Priscilla Hernandez: Allergic to Obstacles

PUSD parent and School Board candidate drafts bill to assist children with severe food allergies
By EDDIE RIVERA
Published on Oct 8, 2020

Pasadena Unified School District Candidate Priscilla Hernandez, pictured in an undated photo. Courtesy photo

District Six school board member candidate and PUSD parent Priscilla Hernandez likes to see things get done.

Her son, Zacky, 7, diagnosed with severe food allergies and even transported by ambulance twice to the hospital, last year, as a result of an anaphylactic episode. The incidents put her in what she described as “a whole different level of a parent understanding.”

“I thought, ‘What’s going on here? How did this happen? How can we make improvements?’” she said in a recent interview.

As she explained further, she wanted to understand what such a diagnosis could mean for kids who might not have parents who are able to navigate the system.

“With me having a background in nonprofits and working with marginalized groups and often under-represented groups,” she said, “I started really looking at that.”

Hernandez continued, “I started calling different schools, from San Francisco to San Diego, to here, locally. I would ask, ‘What do you have in place for kids like my son, who has severe food allergies. What kind of guidelines do you have in place?’”

She found that there was “no uniformity as far as how each district approached it.”

She felt like that was an issue that needed to be addressed, she said. As a former deputy director for Governor Arnold Schwarzenegger, and having worked directly with legislators and worked on education policy, she sat down and actually drafted a bill for the State Legislature to consider.

Her draft eventually became known as “Zacky’s bill,” specifically, the Zacky Bill AB 3064.

And then came COVID, and the state shut down. The bill will be put on the table once again in 2021, she said.

“This is something that I will follow through to the end,” said Hernandez.

Hernandez added that as a (PUSD) board member, she would take the same kind of advocacy perspective into the boardroom.

“I’m going to ask the questions, I’m going to do my research,” she said. “I might not always come up with the answers, but I’m going to work my hardest to work with others. We can come up with answers together…It’s going to take a whole group. It’s going to take all of us working together and not just within our district, but as a community, a community as a whole.”

» Listed entries
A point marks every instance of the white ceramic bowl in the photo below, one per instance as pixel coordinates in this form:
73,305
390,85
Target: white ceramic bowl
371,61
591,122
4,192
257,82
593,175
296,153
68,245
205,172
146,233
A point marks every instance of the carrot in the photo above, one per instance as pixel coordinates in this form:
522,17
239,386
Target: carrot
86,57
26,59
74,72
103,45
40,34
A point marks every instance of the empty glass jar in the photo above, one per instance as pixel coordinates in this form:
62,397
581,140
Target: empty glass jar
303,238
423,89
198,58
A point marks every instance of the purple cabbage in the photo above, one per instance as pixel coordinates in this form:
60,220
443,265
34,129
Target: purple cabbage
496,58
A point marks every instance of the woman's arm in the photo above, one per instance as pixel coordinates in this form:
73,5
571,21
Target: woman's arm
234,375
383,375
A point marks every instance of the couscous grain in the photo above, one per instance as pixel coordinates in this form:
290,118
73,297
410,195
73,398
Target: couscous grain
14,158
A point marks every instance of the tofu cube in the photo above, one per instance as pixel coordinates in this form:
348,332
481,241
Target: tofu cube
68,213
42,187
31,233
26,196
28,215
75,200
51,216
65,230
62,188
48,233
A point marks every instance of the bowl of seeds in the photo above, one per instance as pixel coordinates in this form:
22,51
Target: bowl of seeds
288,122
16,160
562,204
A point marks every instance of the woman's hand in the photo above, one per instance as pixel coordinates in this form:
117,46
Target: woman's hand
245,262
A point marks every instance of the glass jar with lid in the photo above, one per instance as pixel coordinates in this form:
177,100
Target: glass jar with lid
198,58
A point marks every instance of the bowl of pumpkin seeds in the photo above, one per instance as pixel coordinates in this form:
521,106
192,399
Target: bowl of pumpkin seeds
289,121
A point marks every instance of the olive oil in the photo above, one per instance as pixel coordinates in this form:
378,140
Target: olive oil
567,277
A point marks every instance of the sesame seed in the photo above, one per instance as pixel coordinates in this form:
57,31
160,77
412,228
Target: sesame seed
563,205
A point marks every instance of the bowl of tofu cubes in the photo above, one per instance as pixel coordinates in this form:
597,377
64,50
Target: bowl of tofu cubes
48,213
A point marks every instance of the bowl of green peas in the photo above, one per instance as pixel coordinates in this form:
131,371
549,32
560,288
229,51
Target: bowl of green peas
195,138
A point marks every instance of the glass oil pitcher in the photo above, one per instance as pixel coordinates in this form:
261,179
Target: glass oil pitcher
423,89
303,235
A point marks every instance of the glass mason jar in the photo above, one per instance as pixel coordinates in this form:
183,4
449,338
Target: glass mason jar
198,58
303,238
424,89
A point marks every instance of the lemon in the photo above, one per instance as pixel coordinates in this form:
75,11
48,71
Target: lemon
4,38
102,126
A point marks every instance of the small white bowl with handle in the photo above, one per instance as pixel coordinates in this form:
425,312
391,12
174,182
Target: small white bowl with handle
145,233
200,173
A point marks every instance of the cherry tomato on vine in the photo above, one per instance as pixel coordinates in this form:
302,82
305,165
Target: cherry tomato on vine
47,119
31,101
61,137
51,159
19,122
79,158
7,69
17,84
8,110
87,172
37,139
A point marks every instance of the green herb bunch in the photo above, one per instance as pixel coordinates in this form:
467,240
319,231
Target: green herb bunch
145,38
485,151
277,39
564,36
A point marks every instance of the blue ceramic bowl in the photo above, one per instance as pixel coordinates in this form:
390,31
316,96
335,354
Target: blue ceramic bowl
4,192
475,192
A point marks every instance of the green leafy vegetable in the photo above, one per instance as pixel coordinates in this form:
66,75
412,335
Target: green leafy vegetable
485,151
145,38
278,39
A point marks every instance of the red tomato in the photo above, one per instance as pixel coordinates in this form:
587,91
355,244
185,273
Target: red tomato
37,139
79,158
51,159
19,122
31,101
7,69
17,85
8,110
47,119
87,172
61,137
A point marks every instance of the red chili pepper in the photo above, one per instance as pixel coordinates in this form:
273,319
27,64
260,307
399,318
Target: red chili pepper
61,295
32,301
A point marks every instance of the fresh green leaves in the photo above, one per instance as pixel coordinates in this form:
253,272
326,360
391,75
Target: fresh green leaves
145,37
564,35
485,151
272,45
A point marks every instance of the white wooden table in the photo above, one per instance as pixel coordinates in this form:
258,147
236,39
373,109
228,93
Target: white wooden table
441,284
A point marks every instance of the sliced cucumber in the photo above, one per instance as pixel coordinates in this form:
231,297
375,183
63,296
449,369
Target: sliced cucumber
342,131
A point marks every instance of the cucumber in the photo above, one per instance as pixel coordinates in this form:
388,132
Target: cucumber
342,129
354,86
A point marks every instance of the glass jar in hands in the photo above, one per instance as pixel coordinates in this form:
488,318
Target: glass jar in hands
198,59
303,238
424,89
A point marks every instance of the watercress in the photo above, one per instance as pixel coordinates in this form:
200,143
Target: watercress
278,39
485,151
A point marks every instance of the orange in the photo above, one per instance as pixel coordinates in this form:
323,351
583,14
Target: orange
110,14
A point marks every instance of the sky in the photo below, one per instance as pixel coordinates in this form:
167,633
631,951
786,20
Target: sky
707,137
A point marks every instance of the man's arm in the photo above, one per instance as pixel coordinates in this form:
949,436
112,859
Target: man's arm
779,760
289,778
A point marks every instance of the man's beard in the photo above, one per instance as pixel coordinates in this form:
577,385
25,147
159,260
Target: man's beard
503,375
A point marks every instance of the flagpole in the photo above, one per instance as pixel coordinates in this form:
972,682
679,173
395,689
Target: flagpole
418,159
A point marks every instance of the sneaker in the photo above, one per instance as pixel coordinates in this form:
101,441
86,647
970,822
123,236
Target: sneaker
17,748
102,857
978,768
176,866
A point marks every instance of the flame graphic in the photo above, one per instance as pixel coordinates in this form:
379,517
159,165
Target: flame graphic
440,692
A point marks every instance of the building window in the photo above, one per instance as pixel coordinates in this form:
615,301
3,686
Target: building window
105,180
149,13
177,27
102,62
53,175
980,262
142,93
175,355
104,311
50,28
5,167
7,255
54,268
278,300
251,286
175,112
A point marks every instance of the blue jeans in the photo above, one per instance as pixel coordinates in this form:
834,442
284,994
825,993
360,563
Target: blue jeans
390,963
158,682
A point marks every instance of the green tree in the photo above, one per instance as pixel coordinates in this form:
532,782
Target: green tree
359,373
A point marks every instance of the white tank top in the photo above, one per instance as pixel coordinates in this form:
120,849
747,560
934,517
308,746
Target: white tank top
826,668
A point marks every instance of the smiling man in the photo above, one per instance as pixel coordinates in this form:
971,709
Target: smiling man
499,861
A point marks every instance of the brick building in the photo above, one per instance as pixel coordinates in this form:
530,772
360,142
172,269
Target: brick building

» Exercise
Answer these from the article on Priscilla Hernandez:
(a) How old is Zacky?
(b) For which governor was Hernandez formerly a deputy director?
(c) In what year will the bill be put on the table again?

» Response to the exercise
(a) 7
(b) Arnold Schwarzenegger
(c) 2021